» **Records for this exercise**:
- - - - -

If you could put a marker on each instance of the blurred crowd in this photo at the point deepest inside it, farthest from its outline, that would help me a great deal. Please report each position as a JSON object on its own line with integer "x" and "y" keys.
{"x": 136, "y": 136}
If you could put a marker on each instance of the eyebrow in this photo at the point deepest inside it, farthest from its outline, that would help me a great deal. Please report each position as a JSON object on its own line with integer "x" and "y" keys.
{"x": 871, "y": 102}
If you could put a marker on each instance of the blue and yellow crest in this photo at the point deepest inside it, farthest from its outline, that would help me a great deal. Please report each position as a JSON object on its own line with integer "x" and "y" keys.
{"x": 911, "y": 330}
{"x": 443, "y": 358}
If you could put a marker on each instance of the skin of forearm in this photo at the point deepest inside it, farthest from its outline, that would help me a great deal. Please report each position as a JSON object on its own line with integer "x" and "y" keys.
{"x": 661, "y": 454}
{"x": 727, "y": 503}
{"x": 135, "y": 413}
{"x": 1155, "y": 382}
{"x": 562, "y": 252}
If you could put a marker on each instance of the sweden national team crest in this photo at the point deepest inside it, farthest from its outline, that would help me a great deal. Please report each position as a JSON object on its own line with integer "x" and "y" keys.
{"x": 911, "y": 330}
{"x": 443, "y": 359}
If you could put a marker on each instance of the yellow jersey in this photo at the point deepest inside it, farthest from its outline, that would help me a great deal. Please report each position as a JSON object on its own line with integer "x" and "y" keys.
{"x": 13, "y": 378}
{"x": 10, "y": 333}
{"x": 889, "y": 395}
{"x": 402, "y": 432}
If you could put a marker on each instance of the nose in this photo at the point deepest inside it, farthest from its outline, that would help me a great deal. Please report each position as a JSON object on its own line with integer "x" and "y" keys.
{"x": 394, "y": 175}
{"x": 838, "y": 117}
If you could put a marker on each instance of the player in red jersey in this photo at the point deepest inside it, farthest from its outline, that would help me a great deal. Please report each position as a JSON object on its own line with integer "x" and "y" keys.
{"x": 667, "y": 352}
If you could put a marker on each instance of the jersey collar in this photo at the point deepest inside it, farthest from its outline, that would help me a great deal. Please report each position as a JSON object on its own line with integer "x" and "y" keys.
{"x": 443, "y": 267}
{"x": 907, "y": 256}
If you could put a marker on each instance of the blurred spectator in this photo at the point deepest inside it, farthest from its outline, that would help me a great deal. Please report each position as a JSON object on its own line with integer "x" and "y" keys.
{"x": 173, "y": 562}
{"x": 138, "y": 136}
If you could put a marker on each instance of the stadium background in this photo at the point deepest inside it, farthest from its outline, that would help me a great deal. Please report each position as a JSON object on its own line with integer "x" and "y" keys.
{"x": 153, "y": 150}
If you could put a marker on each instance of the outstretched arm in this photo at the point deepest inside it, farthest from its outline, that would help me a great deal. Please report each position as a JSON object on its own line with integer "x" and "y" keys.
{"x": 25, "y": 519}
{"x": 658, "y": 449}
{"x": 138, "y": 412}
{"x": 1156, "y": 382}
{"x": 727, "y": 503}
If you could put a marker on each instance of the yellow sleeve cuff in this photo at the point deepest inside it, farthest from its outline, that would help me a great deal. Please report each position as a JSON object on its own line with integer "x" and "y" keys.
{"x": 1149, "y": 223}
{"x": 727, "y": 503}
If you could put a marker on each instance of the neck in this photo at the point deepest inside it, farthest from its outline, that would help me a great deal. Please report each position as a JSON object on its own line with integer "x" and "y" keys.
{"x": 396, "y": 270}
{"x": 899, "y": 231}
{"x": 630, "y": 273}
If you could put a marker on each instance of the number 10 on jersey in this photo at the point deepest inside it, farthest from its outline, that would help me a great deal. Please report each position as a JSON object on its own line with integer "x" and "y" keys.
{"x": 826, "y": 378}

- - - - -

Format the material as a Markdown table, starting at the line that contains "of the neck" and ending at the close of the material, with the columns Row and Entry. Put the row number under Row and each line under Entry, and leave out any blank lines.

| Row | Entry |
|---|---|
| 1 | If you could put a marker on each instance of the neck in this photo at the point deepest inside it, farthest from its outline, that would help me a great deal. Please report each position as a JSON object on its own line with integer "x" and "y" keys. |
| 2 | {"x": 396, "y": 270} |
| 3 | {"x": 899, "y": 231} |
| 4 | {"x": 630, "y": 273} |
| 5 | If you could put a marker on each instance of the number 10 on jersey in this photo at the point deepest inside it, farthest from its outline, that would help me a great deal. Please report each position as a JSON object on its own line with integer "x" and "y" keys. |
| 6 | {"x": 826, "y": 378} |